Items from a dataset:
======

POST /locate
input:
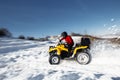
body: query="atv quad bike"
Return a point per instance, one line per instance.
(79, 53)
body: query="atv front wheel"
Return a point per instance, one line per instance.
(83, 58)
(54, 59)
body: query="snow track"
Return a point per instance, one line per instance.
(29, 61)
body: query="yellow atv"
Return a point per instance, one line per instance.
(79, 53)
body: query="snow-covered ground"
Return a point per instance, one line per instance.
(28, 60)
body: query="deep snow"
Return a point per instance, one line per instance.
(28, 60)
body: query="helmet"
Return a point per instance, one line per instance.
(64, 34)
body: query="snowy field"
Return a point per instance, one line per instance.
(28, 60)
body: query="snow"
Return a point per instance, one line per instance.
(28, 60)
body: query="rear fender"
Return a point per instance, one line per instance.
(55, 50)
(80, 48)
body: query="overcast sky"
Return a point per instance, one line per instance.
(40, 18)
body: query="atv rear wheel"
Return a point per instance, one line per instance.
(83, 58)
(54, 59)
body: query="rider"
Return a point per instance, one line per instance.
(68, 40)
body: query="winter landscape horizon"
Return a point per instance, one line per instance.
(28, 60)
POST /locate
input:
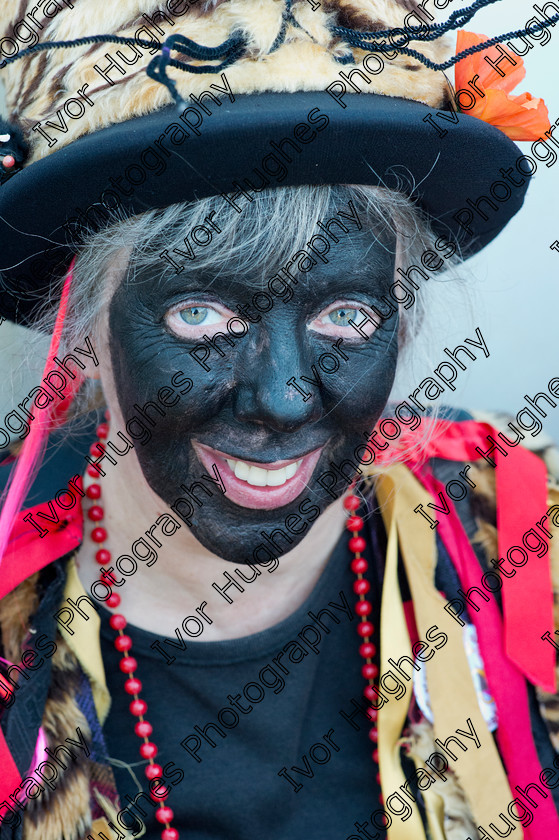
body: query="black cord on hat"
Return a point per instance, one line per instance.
(236, 46)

======

> **Exercise**: Gather each line above that contains the string "rear".

> **Result of the exercise**:
body: query="rear fender"
body: query="atv rear wheel"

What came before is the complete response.